### AIM OF THE TASK
Output every line of the items below as a JSON list of strings, with one string per line. Leave out blank lines and the pictures.

Image location labeling items
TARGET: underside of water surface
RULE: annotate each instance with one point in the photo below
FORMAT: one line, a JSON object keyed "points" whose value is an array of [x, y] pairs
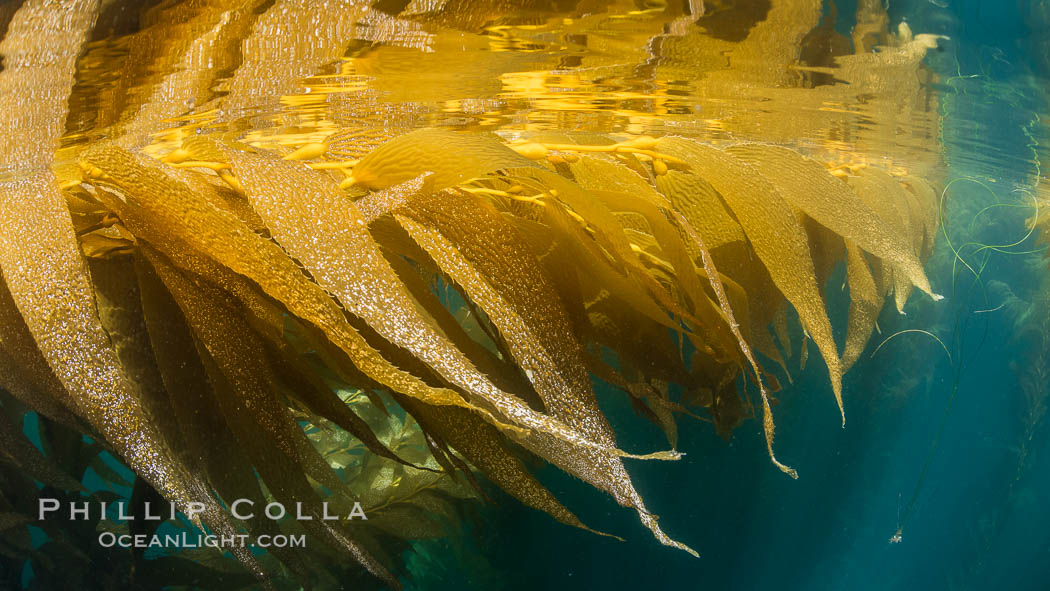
{"points": [[524, 294]]}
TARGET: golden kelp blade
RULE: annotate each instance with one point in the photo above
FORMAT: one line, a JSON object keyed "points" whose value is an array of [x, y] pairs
{"points": [[41, 262], [807, 186], [865, 302], [313, 222], [450, 157], [776, 235], [596, 464]]}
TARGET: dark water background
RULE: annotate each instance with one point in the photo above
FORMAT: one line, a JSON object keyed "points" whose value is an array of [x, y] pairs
{"points": [[981, 519]]}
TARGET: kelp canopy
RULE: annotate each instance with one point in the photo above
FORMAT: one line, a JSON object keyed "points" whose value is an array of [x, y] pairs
{"points": [[235, 247]]}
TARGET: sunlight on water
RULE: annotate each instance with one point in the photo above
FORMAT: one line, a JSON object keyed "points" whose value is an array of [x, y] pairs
{"points": [[408, 256]]}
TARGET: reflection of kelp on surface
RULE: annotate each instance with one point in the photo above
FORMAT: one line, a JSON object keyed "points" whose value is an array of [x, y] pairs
{"points": [[229, 289]]}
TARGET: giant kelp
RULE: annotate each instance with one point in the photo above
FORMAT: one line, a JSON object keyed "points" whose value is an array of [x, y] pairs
{"points": [[179, 294]]}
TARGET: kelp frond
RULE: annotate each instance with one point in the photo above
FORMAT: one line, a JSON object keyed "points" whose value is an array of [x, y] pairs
{"points": [[175, 300]]}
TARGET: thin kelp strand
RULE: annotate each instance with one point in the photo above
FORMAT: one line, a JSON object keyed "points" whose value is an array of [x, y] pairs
{"points": [[920, 331], [716, 285]]}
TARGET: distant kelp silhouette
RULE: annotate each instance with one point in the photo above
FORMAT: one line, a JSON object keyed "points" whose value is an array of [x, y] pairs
{"points": [[193, 305]]}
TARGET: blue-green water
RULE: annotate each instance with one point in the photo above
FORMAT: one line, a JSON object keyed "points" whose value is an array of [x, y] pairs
{"points": [[981, 516], [942, 441]]}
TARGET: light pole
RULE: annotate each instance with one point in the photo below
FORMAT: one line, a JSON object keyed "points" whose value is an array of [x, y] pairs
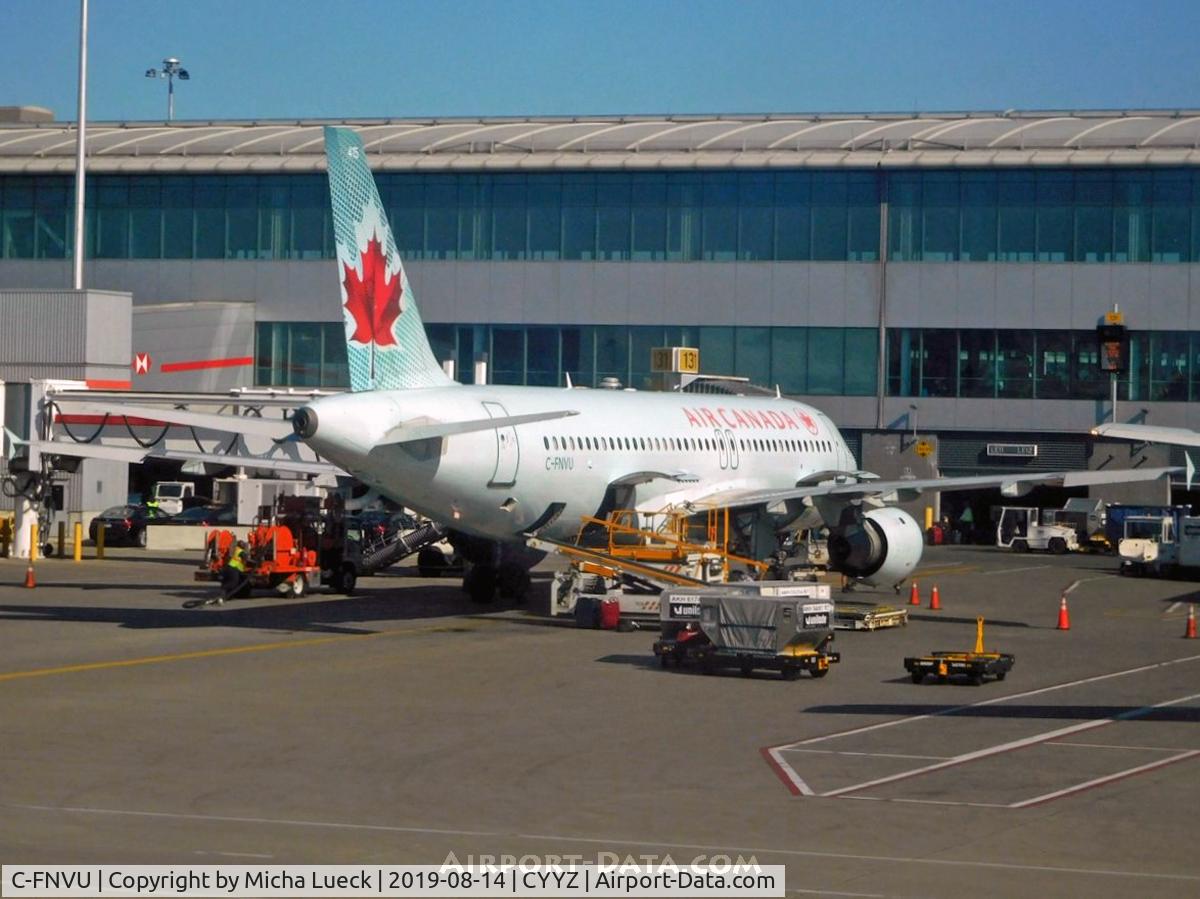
{"points": [[171, 70]]}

### CORRECT RESPONSE
[
  "TARGET: underside of water surface",
  "RULE: annotate each instance with one point in the photo below",
  "FORMAT: one line, a JSON object keyed \"points\" whose value is an array of [x, y] pairs",
  "{\"points\": [[524, 294]]}",
  "TARGET: golden kelp blade",
  "RULE: annotate each instance with one point in the photo above",
  "FORMAT: one line, a JSON object keyed \"points\" whose value is an array of [x, y] pairs",
  "{\"points\": [[41, 262], [807, 186], [865, 302], [313, 222], [450, 157], [776, 235], [596, 464]]}",
  "TARGET: dark water background",
  "RULE: annotate each instance with one point in the photo above",
  "FORMAT: one line, a JSON object keyed \"points\" whose value is an array of [x, y] pairs",
  "{\"points\": [[981, 519]]}",
  "TARGET: kelp canopy",
  "RULE: annotate each instance with one point in the photo above",
  "FORMAT: one line, a JSON object keyed \"points\" whose value is an array of [x, y] pairs",
  "{\"points\": [[235, 247]]}",
  "TARGET: sunlight on water",
  "RULE: annotate each instance with one point in the photo above",
  "FORMAT: one line, a JSON object keyed \"points\" whose value is an array of [x, y] pairs",
  "{\"points\": [[408, 256]]}",
  "TARGET: reflection of kelp on surface",
  "RULE: annotate each instance with one point in the photo above",
  "FORMAT: one line, a JSON object keyed \"points\" whose value is an array of [x, y] pairs",
  "{\"points\": [[229, 289]]}",
  "TARGET: giant kelp",
  "RULE: annotate each instance with one point in the photo above",
  "FORMAT: one line, a JSON object keyed \"points\" whose value is an array of [x, y] pairs",
  "{\"points\": [[179, 294]]}",
  "TARGET: kelp frond",
  "RULE: annotate each instance with one point in the photo above",
  "FORMAT: one line, a JSON object keyed \"points\" whose value is an array of [x, y] pairs",
  "{\"points\": [[175, 300]]}",
  "TARGET: thin kelp strand",
  "RULE: annotate each instance with one point in the photo above",
  "FORMAT: one line, a JSON object keyed \"points\" whose value is an array of [x, y] pairs",
  "{\"points\": [[920, 331], [716, 285]]}",
  "TARGET: distant kelp silhouette",
  "RULE: annotate each instance with one point in the photo above",
  "FORMAT: one line, a JSON object keyed \"points\" whose value is an array of [x, y] pairs",
  "{\"points\": [[193, 305]]}",
  "TARGET: blue-green water",
  "RULE: annotate each instance with one point in the photo above",
  "FORMAT: one line, a JSON object keyed \"points\" whose value is an array of [x, y] pairs",
  "{\"points\": [[981, 516], [942, 441]]}",
  "TARGET: light pole",
  "RULE: annotate each instance with one point in the photo below",
  "FORMAT: one line, a JSON object keyed \"points\" whose value is an array of [x, y] pairs",
  "{\"points\": [[171, 70]]}"
]